*Document text*.

↓

Two beautiful Canadians, Kelsey and Renè walked into my Orvieto Gallery in mid October and looked attentively at the pictures both on the walls and in the racks. This is a good sign when I am looking out for women to model in my pictures. I introduced myself as the author, and we started chatting about the pictures. They were with a group of women on a yoga retreat and I felt that as they were wary of getting separated from the rest there wasn’t time to waste, so after just a few minutes  (I normally keep up the patter for longer) I came out with it, “I think you would really be good in a picture I’ve been planning for some time, The Three Graces!”  They seemed enthusiastic, but said they’d think about it over lunch. We fixed the shoot for 2 days later, Friday 20th.

Tamburino church, Orvieto

Former church (R) in Tamburino, an Aladin’s Cave of old motors and scooters. Orvieto is on the hill in the background.

I had actually been planning the shot for over six years, ever since my friend Lucio showed me his old de-consecrated church on a hill outside Orvieto where he restored old motors and stored veteran Lambrettas for his friends. I thought they’d be  perfect for an update of The Three Graces, a favourite subject for painters and sculptors since the ancient Greeks.

↑

*Exercises*.
**A)** Repeat the Three Graces passage from "Two beautiful Canadians, Kelsey" up to and including "later, Friday 20th.".
**B)** According to the Three Graces passage, for how long had the author been planning the shot?
**C)** Summarize the Three Graces passage in two sentences.
The data that comes after this point is not needed for any of the work here.

*Given data*.
↓

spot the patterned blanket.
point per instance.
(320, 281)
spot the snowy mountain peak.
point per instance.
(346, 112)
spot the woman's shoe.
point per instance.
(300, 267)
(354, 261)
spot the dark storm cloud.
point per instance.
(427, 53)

↑

*Per-task answers*.
**A)**
Two beautiful Canadians, Kelsey and Renè walked into my Orvieto Gallery in mid October and looked attentively at the pictures both on the walls and in the racks. This is a good sign when I am looking out for women to model in my pictures. I introduced myself as the author, and we started chatting about the pictures. They were with a group of women on a yoga retreat and I felt that as they were wary of getting separated from the rest there wasn’t time to waste, so after just a few minutes  (I normally keep up the patter for longer) I came out with it, “I think you would really be good in a picture I’ve been planning for some time, The Three Graces!”  They seemed enthusiastic, but said they’d think about it over lunch. We fixed the shoot for 2 days later, Friday 20th.

**B)** For over six years.

**C)** In mid October, two Canadian women on a yoga retreat, Kelsey and Renè, visited the author's Orvieto gallery and were invited to model for a picture of The Three Graces; they said they would think it over at lunch, and the shoot was fixed for two days later, Friday 20th. The author had been planning this shot for over six years, ever since a friend, Lucio, showed the author his old de-consecrated church outside Orvieto, where he restored old motors and stored veteran Lambrettas.